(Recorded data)

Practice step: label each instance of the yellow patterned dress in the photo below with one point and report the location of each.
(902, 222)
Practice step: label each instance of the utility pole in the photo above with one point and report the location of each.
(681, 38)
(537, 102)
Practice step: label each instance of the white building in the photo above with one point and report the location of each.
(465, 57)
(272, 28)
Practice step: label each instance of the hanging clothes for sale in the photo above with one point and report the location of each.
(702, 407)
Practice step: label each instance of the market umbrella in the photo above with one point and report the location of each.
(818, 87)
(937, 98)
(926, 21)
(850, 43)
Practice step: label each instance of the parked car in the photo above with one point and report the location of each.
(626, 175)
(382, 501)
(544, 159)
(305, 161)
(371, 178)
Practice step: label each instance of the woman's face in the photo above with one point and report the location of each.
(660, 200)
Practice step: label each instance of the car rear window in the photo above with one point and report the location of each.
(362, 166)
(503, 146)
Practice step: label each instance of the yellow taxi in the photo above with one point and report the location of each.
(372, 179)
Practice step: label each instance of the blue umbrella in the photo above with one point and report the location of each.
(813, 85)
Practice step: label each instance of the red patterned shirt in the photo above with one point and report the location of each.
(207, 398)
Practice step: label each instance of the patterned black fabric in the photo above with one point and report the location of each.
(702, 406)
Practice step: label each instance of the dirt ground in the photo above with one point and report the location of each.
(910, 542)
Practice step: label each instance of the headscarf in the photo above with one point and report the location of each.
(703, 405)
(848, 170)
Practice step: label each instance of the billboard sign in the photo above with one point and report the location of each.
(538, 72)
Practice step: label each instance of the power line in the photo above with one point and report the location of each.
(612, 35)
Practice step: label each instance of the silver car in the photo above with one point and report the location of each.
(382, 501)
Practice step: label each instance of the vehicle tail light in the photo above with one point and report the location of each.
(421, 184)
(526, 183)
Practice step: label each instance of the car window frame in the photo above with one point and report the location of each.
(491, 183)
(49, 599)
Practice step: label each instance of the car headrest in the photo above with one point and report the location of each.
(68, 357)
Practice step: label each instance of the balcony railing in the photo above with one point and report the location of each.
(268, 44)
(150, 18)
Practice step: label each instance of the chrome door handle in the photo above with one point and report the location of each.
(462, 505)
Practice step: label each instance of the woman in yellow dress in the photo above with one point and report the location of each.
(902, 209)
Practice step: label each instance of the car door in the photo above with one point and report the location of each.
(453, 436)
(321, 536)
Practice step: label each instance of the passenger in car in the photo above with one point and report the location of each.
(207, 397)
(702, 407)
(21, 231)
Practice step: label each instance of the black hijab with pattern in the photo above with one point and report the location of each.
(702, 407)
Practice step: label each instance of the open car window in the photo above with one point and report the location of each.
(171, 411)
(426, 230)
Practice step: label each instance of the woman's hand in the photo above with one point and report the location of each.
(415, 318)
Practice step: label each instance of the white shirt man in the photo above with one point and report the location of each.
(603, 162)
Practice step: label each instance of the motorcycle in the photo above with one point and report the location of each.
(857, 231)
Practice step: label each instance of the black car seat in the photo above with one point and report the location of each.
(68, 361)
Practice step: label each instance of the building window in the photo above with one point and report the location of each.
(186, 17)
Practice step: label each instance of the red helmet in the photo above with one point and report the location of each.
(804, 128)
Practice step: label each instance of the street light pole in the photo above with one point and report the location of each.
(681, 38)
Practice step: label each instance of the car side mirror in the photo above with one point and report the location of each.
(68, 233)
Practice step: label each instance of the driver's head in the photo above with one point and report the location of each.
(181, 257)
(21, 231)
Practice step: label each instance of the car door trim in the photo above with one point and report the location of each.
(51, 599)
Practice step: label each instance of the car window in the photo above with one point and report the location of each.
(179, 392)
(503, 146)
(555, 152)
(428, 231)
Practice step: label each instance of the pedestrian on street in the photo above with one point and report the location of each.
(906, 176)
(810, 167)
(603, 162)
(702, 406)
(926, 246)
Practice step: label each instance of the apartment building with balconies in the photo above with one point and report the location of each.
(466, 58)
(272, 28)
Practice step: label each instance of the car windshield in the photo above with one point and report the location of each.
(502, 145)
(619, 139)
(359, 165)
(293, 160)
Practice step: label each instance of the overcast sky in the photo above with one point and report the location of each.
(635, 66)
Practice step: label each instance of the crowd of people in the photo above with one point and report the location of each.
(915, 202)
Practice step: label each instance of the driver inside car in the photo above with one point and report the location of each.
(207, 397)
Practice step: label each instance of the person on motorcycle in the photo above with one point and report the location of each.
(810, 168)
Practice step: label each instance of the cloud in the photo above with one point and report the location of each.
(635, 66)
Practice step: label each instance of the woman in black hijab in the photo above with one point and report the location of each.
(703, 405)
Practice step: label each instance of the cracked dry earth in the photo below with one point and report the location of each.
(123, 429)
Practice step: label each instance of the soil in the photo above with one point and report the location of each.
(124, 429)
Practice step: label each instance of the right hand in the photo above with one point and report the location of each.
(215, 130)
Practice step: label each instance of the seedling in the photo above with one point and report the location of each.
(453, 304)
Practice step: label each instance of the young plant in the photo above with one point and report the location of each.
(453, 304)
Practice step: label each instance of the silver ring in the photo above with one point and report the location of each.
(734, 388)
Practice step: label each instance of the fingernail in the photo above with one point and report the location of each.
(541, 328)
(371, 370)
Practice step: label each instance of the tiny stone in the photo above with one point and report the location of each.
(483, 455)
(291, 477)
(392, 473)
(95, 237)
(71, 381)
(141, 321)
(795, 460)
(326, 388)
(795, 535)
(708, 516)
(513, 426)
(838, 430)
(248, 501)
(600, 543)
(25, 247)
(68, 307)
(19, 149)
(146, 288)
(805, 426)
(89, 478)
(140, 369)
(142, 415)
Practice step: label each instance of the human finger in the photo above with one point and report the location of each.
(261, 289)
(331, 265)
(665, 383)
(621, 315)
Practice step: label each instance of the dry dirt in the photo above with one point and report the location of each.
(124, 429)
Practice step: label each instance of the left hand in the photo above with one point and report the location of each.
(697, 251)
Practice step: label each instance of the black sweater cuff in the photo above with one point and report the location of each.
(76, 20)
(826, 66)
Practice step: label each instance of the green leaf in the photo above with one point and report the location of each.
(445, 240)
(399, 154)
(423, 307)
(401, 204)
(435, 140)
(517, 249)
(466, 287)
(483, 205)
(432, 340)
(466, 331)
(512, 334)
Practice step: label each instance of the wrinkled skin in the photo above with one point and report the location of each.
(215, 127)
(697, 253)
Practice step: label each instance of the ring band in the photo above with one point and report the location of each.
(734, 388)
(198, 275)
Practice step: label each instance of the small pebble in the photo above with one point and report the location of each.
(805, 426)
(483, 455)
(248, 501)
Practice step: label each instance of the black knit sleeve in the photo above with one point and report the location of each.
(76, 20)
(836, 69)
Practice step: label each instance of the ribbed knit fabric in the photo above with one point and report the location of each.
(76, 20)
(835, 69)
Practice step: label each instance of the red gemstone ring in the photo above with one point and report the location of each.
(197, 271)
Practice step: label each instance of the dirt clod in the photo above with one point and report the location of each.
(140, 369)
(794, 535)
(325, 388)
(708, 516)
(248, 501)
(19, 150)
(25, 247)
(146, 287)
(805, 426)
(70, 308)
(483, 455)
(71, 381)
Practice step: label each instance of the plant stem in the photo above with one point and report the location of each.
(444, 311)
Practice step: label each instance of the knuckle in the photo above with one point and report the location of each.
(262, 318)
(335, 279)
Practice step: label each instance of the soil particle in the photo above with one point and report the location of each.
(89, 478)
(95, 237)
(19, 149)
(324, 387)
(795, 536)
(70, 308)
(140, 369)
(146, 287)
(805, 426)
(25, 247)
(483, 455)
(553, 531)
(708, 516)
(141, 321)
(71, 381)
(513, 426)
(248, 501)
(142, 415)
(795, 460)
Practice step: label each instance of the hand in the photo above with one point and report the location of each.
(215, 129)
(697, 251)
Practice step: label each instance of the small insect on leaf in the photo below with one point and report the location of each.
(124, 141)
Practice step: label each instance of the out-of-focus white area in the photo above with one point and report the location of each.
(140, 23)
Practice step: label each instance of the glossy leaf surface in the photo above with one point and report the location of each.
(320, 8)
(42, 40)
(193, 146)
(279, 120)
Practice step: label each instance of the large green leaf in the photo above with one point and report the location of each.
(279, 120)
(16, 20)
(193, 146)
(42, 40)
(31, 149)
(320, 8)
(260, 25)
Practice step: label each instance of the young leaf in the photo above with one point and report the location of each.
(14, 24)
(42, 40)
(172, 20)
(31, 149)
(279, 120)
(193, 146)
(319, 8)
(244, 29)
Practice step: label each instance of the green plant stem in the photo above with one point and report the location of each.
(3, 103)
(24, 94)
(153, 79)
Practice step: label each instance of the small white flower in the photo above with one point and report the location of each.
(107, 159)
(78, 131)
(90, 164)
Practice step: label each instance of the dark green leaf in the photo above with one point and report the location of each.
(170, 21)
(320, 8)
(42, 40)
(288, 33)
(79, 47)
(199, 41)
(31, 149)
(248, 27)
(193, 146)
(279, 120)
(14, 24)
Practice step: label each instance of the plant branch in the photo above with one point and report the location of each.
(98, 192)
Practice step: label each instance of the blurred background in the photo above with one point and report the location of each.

What you will do.
Starting at the line that contains "Practice step: label each instance of the large" and continuing through the last line of the recorded data, substitute "frond" for each occurrence of "leaf". Give only those lines, with everything else left unchanged.

Task response.
Practice step: label each instance of the large green frond in the photo above with one point and report the location of each.
(279, 120)
(16, 20)
(193, 146)
(42, 40)
(31, 149)
(320, 8)
(260, 25)
Practice step: label each instance of the young frond in the photo above with one point and report the location of each.
(14, 24)
(42, 40)
(172, 20)
(31, 149)
(279, 120)
(193, 146)
(319, 8)
(244, 29)
Practice step: label each instance of the green plant stem in the photo above with one point and report the location of each.
(3, 103)
(24, 94)
(153, 79)
Practice step: label each instance of the small white flower in the photo above with one point and report the location of each.
(107, 159)
(78, 131)
(90, 164)
Practice step: label each instance of the dark green frond in the photo above with one point and report the location of each.
(170, 21)
(320, 8)
(42, 40)
(288, 33)
(79, 47)
(199, 41)
(31, 149)
(248, 27)
(193, 146)
(279, 120)
(14, 24)
Practice step: label each instance of the plant branch in the photo above with one point and report the location of each.
(98, 192)
Practice step: label each instance of the blurred background in the photo above with one point and report the location of each.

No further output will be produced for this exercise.